* **Yazılı talep 1**:
Bayramlarla ilgili yazıda "Bunu dert etmeli" sözlerinden "farklı anlam oluştu." sözlerine kadar uzanan kısmı olduğu gibi aktarın.
* **Yazılı talep 2**:
Bayramlarla ilgili yazıya dayanarak şu soruları cevaplayın:
(a) Bayramlar için toplumda kaç farklı anlam oluşmuştur?
(b) Yardım toplanırken vitrinde hangi ortak değer bulunur?
(c) Yardım (infak) nasıl bir ibadet olarak tanımlanır?

* **Belge bölümü**:
━━━━━━━━

Sizin de dikkatinizi çekmiştir birkaç gündür büyük şehirlerden
yoğun bir kaçış var. Bayramlarda tatil bölgelerine akın etmek
neredeyse gelenekselleşti.
Toplumun büyük bir kesimi için yukarıda da dediğim gibi
bayramlar uzun süreli tatilden başka bir anlam taşımaz hale
geldi.
Bunun, özellikle de gençler arasında daha da yaygınlaştığını
gözlemliyorum.
Bunu dert etmeli miyiz? Veyahut bu tablo kimin derdi olmalı?
Aramızdaki farklılıklara vurgu yaparak aynı değerlerden neşe,
mutluluk, hissedemez olduk.
Halbuki kardeşliği, kaynaşmayı, dostluğu, yardımlaşmayı,
paylaşmayı yaygınlaştırması gereken bayramlar ne yazık ki bu
işlevlerinden her geçen gün uzaklaşıyor.
Gerçek işlevinden uzaklaştığından kimsesizlerin kimsesizliğini,
yalnızların yalnızlığını, hüzünlülerin hüznünü hatırlattığı için
“bayramları sevmiyorum” diyenlerin sayısı her
geçen gün artıyor.
Bayramlar için toplumda iki farklı anlam oluştu.
Bir taraf için yurtdışına veyahut tatil bölgelerine akın etmek
için bir fırsat
Diğer kesim için ise mensubu oldukları cemaat, tarikat, yardım
kuruluşu için gelir toplama günleri.
“Gelir kapısı’ tanımlamama kızanlar olacağını
düşünüyorum. Bu nedenle tam olarak ne demek istediğimi biraz daha
açayım.
Dindar kesim için Kurban Bayramı dini değerler üzerinden kendi
cemaatine, tarikatına veyahut mensubu olduğu
‘yapı’ya yardım adı altında ortalıkta dolaşan
meblağdan büyük bir pay kampa yarışına dönmüş vaziyette.
Elbette bu yardımları “fakir fukaraya dağıtmak”
için topluyorlar.
Fakat toplarken vitrinde herkesin ortak değeri
‘din’ yani İslam varken dağıtırken vitrinde
yalnızca kendi cemaat ve tarikatları var.
Bu yolla muazzam bir güç elde ediyorlar.
Üstelik talep edilen yardım meselesinin elde edilen güç
sayesinde giderek bir tehdide dönüştüğünü de üzülerek
izliyoruz.
Yardım talep edilen tüccarın veyahut bürokratın veyahut
öğrencinin bu talebe “hayır” demesinin ne anlama
geldiğini, “hayır” dediğinde neyle karşılaşacağını
artık hepimiz biliyoruz.
Yardımın (infakın) gönülden gelen, istekle yapılması gereken bir
ibadet olduğu açık. Fakat taleple yapılan yardımın giderek bir
mecburiyete dönüştüğünü de görmezden gelemeyiz.
Son dönemde fena halde abartılan yardım toplama çalışmalarının
bir hayır yarışından çok pastadan pay kapma yarışına dönüştüğünü
üzülerek izliyoruz.

━━━━━━━━

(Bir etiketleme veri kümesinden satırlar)
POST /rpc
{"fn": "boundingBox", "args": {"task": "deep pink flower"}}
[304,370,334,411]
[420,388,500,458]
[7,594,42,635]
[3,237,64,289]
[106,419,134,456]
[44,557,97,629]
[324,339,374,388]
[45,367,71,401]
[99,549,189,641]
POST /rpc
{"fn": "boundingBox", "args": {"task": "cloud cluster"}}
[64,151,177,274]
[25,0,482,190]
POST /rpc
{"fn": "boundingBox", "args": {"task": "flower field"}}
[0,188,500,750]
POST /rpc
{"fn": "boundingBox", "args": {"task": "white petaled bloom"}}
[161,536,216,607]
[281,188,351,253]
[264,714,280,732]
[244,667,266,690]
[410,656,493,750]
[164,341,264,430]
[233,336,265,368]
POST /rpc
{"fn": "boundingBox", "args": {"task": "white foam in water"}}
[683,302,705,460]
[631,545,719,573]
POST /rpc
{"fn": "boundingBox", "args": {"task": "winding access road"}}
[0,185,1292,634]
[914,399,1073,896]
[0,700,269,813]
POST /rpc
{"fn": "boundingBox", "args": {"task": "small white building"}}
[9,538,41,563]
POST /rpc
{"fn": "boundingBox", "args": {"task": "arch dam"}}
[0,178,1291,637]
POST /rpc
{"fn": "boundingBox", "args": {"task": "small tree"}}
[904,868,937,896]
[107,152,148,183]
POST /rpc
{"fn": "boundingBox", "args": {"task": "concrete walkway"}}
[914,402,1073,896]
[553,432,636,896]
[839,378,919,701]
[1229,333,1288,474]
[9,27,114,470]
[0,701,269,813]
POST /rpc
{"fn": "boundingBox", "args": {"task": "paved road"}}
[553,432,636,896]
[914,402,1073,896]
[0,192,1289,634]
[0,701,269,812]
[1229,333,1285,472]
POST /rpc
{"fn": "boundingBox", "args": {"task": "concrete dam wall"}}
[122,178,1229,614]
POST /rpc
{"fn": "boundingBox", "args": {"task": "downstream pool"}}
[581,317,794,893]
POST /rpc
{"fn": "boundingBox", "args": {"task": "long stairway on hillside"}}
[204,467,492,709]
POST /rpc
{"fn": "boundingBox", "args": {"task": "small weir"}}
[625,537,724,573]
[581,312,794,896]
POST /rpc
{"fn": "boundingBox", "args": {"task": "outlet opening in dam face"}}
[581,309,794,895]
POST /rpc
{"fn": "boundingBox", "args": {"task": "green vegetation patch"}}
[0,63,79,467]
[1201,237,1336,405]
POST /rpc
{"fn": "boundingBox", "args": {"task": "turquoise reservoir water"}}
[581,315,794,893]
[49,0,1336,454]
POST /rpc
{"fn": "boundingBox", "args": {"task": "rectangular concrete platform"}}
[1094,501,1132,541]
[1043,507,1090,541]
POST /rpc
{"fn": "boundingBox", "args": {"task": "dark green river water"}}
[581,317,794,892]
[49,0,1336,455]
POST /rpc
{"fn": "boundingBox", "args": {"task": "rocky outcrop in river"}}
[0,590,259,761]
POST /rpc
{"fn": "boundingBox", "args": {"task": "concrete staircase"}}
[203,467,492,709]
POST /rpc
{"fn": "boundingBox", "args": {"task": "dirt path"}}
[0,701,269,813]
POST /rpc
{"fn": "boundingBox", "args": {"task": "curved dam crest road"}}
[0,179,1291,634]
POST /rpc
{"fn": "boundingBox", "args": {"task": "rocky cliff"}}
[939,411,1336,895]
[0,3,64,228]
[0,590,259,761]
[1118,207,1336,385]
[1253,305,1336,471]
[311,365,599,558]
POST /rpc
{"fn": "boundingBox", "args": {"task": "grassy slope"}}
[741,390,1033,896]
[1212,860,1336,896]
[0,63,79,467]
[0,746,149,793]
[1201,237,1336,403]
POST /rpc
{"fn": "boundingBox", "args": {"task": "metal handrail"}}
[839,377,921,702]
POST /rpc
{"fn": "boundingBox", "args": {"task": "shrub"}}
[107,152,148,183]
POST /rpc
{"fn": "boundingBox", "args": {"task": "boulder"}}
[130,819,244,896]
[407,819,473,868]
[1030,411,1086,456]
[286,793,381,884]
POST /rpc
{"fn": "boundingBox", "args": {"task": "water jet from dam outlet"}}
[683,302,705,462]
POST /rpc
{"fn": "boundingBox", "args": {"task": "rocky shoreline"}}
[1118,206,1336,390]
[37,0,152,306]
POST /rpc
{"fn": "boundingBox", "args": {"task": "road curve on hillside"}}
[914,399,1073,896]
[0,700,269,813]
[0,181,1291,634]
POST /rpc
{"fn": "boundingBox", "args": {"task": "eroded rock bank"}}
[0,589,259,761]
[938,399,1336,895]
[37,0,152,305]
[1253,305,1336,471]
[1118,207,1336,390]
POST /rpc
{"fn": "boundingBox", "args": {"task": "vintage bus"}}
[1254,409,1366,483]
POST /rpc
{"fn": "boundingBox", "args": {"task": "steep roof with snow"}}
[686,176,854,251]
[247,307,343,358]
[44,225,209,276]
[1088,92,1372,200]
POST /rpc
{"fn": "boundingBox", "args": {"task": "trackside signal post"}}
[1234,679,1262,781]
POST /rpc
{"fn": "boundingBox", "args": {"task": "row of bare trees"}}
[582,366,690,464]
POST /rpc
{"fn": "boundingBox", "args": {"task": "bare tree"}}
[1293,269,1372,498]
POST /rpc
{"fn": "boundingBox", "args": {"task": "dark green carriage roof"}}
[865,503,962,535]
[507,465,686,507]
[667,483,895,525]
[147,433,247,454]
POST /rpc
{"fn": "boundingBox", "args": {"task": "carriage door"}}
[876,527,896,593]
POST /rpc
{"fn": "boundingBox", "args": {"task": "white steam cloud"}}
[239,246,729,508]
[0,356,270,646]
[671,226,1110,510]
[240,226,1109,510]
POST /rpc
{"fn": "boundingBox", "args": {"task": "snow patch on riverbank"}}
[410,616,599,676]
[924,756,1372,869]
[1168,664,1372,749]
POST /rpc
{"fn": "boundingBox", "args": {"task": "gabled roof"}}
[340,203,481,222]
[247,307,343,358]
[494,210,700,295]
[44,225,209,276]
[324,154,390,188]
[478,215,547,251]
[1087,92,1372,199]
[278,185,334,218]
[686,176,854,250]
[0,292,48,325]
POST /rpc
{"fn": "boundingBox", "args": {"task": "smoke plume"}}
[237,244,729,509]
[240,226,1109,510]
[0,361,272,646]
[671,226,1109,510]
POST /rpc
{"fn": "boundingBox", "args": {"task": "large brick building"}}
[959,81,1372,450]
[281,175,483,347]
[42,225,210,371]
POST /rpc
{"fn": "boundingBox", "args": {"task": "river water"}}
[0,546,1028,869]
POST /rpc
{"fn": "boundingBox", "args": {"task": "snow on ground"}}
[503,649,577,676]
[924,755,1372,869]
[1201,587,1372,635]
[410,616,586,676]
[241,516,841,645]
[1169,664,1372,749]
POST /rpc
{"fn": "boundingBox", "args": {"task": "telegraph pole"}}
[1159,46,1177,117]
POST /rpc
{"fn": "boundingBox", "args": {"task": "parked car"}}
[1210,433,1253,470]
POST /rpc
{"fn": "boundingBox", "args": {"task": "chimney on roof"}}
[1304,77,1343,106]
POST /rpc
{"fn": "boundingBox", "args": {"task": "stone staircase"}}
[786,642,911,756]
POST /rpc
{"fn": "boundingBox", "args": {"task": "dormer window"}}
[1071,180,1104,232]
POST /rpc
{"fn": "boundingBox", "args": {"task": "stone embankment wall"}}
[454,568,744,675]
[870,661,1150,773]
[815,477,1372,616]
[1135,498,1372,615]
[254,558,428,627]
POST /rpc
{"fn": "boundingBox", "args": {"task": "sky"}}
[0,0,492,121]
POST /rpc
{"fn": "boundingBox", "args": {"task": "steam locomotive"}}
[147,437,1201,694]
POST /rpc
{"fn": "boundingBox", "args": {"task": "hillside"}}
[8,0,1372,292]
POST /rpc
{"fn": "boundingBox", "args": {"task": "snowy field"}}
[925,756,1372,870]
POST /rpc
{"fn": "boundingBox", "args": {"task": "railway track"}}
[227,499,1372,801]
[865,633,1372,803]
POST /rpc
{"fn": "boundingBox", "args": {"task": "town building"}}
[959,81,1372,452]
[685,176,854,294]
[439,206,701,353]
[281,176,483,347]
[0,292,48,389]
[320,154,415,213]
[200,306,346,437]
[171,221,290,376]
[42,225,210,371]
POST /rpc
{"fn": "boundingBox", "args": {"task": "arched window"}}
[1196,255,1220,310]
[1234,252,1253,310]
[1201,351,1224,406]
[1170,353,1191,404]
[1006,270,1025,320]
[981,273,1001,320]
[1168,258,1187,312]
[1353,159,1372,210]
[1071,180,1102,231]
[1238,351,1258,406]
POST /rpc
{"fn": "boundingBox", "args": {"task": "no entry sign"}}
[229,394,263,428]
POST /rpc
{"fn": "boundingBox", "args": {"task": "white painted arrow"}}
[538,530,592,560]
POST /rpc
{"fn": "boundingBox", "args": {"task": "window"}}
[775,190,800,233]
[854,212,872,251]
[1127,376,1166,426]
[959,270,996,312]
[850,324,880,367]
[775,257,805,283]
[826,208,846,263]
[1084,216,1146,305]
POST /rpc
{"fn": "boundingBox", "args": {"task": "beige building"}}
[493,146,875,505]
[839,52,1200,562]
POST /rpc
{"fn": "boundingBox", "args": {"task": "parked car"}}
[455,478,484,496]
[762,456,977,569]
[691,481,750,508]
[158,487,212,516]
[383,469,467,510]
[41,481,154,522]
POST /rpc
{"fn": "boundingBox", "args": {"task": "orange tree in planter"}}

━━━━━━━━

* **Tamamlanmış yanıt 1**:
Bunu dert etmeli miyiz? Veyahut bu tablo kimin derdi olmalı?
Aramızdaki farklılıklara vurgu yaparak aynı değerlerden neşe,
mutluluk, hissedemez olduk.
Halbuki kardeşliği, kaynaşmayı, dostluğu, yardımlaşmayı,
paylaşmayı yaygınlaştırması gereken bayramlar ne yazık ki bu
işlevlerinden her geçen gün uzaklaşıyor.
Gerçek işlevinden uzaklaştığından kimsesizlerin kimsesizliğini,
yalnızların yalnızlığını, hüzünlülerin hüznünü hatırlattığı için
“bayramları sevmiyorum” diyenlerin sayısı her
geçen gün artıyor.
Bayramlar için toplumda iki farklı anlam oluştu.

* **Tamamlanmış yanıt 2**:
(a) İki.
(b) Herkesin ortak değeri olan din, yani İslam.
(c) Gönülden gelen, istekle yapılması gereken bir ibadet.